→ SUPPLIED RECORDS:
━━━━━━
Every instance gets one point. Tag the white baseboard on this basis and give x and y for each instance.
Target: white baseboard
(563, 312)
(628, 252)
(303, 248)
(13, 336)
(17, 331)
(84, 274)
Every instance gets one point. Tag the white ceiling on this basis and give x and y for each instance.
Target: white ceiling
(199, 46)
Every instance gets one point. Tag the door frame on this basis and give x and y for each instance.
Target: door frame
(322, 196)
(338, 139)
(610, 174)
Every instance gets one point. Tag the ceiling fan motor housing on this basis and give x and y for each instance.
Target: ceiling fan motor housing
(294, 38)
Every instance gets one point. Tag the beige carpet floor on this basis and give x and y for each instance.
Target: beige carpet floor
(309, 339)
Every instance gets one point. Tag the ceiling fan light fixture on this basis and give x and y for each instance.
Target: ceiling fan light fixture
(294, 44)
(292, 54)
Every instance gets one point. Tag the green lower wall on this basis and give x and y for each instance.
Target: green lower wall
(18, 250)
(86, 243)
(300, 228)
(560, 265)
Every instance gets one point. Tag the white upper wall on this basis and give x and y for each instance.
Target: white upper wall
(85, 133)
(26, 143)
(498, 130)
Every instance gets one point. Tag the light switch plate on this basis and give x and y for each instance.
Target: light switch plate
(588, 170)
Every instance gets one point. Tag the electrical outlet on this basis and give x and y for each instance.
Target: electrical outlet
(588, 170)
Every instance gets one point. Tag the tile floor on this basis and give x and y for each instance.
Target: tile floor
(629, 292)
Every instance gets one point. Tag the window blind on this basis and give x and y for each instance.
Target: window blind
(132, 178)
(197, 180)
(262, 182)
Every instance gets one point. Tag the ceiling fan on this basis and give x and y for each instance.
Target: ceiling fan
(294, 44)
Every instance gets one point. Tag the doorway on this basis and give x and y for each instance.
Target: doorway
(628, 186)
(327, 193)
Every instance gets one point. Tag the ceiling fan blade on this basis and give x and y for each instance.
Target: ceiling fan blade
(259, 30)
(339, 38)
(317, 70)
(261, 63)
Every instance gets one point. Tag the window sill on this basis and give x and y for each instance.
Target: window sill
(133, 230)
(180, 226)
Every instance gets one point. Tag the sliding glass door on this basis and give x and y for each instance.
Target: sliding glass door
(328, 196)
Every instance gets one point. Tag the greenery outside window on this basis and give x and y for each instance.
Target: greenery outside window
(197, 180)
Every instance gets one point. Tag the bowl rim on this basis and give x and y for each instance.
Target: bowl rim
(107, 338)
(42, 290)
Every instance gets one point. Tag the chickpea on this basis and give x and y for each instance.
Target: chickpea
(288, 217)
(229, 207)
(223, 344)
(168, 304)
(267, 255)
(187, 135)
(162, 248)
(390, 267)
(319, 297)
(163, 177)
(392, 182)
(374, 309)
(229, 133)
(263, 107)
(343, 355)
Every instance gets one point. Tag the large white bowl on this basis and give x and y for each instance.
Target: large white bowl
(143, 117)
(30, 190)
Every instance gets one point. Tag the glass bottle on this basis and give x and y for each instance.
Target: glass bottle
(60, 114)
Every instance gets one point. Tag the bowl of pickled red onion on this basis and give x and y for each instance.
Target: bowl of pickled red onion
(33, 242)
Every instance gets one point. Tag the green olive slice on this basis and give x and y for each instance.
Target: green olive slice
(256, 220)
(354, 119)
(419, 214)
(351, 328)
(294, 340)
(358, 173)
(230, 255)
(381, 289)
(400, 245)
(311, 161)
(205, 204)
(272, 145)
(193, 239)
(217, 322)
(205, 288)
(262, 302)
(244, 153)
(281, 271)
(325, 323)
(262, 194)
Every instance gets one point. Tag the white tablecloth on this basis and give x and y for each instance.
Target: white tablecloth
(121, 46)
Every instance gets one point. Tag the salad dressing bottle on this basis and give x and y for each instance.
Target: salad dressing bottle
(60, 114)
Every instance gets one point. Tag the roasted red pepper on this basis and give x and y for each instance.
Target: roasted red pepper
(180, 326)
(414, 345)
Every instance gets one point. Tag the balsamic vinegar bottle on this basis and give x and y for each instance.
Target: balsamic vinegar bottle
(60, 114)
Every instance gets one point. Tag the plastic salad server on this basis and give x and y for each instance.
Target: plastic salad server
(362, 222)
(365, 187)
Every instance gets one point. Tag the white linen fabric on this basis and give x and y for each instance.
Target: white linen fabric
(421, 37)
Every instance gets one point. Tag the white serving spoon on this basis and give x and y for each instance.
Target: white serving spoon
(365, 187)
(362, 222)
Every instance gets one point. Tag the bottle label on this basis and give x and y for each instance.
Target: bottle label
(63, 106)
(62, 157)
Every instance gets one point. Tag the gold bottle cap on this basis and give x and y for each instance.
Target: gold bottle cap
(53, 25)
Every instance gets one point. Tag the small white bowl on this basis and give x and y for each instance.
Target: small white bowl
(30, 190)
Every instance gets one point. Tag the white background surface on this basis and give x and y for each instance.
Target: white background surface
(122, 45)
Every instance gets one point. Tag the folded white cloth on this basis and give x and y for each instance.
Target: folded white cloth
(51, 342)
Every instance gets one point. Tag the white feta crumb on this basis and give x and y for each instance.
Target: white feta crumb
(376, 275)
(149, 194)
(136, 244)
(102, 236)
━━━━━━
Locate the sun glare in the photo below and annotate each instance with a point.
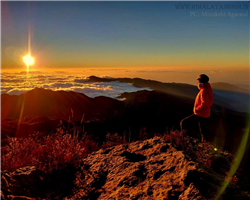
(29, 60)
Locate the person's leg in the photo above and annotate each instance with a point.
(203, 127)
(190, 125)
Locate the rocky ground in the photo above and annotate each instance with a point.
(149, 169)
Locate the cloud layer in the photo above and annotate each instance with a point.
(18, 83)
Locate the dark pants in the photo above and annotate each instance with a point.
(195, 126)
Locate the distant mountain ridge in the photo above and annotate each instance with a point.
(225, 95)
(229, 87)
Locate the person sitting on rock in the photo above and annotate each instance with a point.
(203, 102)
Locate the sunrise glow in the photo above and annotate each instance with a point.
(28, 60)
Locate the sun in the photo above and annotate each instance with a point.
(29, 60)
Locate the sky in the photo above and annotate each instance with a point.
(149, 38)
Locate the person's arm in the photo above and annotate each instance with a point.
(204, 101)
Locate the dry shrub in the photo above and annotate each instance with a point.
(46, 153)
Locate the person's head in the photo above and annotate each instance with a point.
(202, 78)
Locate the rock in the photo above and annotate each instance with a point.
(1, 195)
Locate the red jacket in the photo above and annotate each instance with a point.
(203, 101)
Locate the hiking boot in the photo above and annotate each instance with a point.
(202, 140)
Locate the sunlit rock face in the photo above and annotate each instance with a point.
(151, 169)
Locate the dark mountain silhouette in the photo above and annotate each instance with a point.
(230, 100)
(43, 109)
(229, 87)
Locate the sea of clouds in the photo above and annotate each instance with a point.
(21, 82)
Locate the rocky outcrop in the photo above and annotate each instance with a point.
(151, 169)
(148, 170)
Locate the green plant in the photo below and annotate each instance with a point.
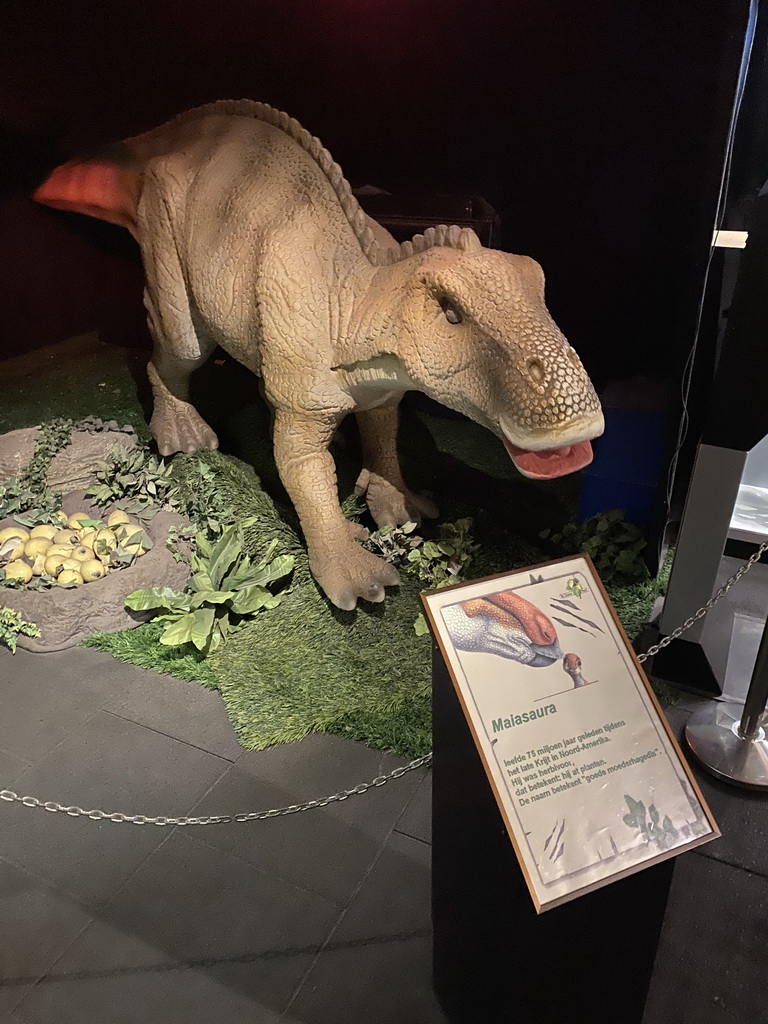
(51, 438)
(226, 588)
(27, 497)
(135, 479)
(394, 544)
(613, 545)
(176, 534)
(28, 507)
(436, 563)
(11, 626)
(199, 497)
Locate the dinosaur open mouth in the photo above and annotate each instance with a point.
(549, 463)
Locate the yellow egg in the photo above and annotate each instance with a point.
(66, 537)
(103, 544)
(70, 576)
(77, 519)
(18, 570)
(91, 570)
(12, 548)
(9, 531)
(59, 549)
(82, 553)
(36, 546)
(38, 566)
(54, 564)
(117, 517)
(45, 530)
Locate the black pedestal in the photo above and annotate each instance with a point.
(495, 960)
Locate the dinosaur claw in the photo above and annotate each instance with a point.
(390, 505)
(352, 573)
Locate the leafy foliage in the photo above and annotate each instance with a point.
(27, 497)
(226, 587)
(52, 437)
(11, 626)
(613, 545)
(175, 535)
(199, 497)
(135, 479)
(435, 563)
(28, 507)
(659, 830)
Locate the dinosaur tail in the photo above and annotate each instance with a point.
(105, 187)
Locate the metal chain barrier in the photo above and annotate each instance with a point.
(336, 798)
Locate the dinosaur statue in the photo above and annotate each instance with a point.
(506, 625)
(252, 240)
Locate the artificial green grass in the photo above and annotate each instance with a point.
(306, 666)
━━━━━━
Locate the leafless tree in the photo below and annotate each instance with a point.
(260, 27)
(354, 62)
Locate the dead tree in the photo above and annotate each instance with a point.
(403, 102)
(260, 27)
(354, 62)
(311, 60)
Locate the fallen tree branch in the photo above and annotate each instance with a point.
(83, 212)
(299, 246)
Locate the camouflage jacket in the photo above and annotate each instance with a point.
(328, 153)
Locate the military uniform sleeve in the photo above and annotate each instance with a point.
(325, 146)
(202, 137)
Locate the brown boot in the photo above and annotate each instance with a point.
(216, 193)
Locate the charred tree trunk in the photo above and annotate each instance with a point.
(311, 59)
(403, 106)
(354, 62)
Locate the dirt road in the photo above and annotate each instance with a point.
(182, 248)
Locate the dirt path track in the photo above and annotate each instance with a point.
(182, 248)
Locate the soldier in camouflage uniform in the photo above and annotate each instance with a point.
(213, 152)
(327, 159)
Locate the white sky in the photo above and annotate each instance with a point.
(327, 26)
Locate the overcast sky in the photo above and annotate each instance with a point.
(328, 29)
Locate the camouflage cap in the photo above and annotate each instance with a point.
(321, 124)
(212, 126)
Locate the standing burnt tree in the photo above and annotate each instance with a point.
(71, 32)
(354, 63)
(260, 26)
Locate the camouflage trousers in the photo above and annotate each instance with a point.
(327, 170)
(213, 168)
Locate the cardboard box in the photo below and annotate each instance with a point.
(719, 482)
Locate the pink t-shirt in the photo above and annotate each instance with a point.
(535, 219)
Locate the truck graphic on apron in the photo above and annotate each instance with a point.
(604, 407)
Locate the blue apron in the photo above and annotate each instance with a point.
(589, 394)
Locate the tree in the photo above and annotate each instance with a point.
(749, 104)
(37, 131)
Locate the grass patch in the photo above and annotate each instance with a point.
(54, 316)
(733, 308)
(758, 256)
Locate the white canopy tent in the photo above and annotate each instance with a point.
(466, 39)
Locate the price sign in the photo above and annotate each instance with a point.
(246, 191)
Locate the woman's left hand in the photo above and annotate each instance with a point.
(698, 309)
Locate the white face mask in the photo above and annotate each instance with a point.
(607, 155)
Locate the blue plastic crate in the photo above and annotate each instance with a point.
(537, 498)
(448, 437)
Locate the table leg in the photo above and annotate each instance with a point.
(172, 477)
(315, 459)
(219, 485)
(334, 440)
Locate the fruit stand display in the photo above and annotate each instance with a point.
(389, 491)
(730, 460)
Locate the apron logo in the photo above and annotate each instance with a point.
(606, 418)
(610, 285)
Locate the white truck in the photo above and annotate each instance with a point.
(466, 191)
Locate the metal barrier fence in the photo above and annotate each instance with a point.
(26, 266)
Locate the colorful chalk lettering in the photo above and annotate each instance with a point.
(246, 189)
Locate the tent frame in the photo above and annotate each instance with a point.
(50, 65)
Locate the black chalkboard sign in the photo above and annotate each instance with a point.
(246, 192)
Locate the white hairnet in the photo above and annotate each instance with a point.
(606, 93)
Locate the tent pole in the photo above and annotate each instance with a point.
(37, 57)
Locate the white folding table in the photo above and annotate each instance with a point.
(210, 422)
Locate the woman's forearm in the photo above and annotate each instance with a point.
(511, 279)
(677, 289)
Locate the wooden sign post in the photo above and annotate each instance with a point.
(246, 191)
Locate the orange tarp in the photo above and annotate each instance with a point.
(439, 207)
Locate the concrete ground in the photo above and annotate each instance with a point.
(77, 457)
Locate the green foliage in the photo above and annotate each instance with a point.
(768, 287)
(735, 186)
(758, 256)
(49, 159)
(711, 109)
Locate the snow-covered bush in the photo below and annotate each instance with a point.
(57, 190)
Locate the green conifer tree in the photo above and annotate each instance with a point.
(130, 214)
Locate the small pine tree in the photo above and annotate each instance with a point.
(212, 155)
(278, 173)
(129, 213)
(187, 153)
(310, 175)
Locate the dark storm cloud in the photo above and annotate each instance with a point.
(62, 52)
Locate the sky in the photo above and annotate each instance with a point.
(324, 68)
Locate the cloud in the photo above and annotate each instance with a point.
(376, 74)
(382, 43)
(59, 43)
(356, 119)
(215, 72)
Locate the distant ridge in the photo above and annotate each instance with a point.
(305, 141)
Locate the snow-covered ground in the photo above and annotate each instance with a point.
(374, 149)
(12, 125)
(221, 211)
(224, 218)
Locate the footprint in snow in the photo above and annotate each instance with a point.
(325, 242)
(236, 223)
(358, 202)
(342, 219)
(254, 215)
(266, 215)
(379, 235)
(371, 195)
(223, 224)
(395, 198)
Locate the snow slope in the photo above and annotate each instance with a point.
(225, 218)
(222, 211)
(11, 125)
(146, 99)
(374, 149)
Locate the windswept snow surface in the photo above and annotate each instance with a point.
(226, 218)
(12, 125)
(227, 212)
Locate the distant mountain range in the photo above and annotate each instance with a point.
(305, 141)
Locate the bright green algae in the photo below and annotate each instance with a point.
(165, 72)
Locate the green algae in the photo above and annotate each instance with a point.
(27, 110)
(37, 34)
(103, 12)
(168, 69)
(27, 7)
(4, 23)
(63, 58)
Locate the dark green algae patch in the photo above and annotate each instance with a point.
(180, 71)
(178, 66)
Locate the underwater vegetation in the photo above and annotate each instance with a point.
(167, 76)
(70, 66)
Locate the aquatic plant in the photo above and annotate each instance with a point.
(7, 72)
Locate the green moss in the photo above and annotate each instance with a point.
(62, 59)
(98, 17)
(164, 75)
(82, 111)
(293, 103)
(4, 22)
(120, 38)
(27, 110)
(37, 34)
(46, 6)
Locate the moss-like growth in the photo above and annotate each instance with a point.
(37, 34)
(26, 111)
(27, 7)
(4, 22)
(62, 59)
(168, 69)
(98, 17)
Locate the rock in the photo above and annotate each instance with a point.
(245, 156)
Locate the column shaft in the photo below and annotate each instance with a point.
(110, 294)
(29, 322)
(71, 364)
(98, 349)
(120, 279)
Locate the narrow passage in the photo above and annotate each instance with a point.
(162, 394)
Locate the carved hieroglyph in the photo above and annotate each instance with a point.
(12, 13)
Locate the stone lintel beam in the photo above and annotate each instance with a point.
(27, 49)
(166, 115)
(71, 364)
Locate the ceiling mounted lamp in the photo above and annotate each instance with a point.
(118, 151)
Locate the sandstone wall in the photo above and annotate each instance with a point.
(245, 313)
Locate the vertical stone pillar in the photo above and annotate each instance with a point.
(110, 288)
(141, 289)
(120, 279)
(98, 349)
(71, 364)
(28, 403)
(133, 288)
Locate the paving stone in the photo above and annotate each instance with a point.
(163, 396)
━━━━━━
→ SHORT TASK: Extract every line of the items that contains the string "bottle", treating uppercase and lowercase letters as distinct.

→ FULL SOLUTION:
Every instance gets one point. Tag the glass bottle on this basis and give x and y for each instance.
Target: glass bottle
Every instance gets one point. Tag the salad dressing bottle on this basis and give x and y for each instance.
Target: salad dressing bottle
Every instance gets one point. Tag the balsamic vinegar bottle on this basis and give x and y for each instance.
Target: balsamic vinegar bottle
Every instance gets one point. Tag the bottle label on this basis and give x and y for each instance.
Target: bottle label
Every instance gets one point. Tag the gold bottle cap on this basis and give x and y for each instance.
Target: gold bottle cap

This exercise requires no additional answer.